» Exercise aim
Give back, exactly as written, the lines from the beginning of the listing through the one that contains "box: [0, 164, 269, 241]".
○ ○ ○ ○ ○ ○ ○
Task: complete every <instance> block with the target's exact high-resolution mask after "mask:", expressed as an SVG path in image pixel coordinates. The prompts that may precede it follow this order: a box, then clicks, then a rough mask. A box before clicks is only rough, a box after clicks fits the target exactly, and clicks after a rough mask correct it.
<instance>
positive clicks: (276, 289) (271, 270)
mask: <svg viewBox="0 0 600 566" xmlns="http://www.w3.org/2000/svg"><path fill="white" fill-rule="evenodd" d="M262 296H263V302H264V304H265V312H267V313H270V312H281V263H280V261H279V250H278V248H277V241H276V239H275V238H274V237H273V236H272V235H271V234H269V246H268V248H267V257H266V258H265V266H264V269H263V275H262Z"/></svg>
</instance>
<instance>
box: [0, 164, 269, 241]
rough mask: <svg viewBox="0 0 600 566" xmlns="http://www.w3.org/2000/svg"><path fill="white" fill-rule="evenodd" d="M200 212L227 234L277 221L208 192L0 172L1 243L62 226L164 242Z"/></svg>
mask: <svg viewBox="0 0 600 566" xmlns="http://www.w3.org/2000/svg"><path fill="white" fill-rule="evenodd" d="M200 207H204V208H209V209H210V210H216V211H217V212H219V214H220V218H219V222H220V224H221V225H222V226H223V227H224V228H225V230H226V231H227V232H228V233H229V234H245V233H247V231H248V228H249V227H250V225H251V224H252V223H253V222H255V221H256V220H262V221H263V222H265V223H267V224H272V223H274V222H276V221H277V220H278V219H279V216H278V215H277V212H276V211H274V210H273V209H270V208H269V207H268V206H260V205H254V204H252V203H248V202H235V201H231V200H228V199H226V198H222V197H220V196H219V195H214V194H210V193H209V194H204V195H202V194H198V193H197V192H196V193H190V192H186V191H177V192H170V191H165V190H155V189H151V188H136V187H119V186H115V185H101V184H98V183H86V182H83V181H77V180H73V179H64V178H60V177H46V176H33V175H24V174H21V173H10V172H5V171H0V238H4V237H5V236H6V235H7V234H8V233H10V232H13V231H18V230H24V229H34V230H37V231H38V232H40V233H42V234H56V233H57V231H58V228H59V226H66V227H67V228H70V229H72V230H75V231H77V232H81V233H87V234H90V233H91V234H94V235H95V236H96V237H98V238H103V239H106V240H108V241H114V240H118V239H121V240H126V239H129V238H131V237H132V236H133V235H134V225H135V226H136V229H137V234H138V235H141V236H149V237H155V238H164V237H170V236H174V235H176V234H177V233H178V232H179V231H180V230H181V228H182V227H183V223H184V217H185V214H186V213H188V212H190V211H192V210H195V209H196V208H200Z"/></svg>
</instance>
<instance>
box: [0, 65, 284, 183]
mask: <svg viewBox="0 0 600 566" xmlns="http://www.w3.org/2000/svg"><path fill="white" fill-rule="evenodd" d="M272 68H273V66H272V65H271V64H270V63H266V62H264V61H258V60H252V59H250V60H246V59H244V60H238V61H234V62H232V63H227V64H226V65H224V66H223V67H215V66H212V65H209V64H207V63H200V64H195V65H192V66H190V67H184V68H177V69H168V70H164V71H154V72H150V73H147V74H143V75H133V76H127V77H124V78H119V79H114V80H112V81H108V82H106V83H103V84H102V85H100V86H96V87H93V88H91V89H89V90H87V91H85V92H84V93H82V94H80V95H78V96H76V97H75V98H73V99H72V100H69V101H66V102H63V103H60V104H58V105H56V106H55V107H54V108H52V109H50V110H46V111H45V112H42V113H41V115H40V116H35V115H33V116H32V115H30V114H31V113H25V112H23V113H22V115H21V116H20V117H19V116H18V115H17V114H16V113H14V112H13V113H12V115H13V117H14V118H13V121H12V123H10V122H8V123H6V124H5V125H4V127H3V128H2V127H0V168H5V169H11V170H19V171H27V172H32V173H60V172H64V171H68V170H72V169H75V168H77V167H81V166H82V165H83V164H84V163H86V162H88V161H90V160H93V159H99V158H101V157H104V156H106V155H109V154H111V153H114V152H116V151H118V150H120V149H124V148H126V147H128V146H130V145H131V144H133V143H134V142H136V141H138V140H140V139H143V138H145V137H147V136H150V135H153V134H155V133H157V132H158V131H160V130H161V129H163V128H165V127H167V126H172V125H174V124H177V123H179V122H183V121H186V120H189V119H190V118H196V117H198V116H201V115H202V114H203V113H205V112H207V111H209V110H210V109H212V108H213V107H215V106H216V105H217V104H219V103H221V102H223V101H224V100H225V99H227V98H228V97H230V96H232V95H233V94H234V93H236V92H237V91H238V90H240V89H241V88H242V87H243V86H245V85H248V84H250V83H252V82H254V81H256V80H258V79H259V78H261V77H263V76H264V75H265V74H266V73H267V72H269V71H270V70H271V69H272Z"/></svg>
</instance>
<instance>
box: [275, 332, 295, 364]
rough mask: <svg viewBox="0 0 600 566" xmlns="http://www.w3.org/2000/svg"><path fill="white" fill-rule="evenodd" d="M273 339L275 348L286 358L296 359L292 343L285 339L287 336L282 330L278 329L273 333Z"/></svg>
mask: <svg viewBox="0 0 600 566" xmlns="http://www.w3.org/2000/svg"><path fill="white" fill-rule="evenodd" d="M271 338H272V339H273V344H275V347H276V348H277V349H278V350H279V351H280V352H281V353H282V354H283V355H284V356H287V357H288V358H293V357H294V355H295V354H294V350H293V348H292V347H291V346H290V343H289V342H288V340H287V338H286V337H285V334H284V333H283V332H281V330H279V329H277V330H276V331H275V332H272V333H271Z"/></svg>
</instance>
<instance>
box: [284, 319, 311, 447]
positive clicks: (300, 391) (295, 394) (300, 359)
○ ○ ○ ○ ○ ○ ○
» Answer for the task
Task: complete every <instance> block with the target's exact high-resolution mask after "mask:", expressed as an SVG path in image pixel coordinates. The prompts that may precede it follow this order: a box, then clicks, then a rough mask. A box before clicks is only rough, a box after clicks fits the target exactly, and clicks after a rough mask correct it.
<instance>
positive clicks: (276, 289) (271, 270)
mask: <svg viewBox="0 0 600 566" xmlns="http://www.w3.org/2000/svg"><path fill="white" fill-rule="evenodd" d="M262 296H263V302H264V304H265V312H267V313H270V312H281V263H280V261H279V250H278V248H277V241H276V239H275V238H274V237H273V236H272V235H271V234H269V246H268V248H267V257H266V258H265V266H264V269H263V275H262Z"/></svg>
</instance>
<instance>
box: [0, 164, 269, 241]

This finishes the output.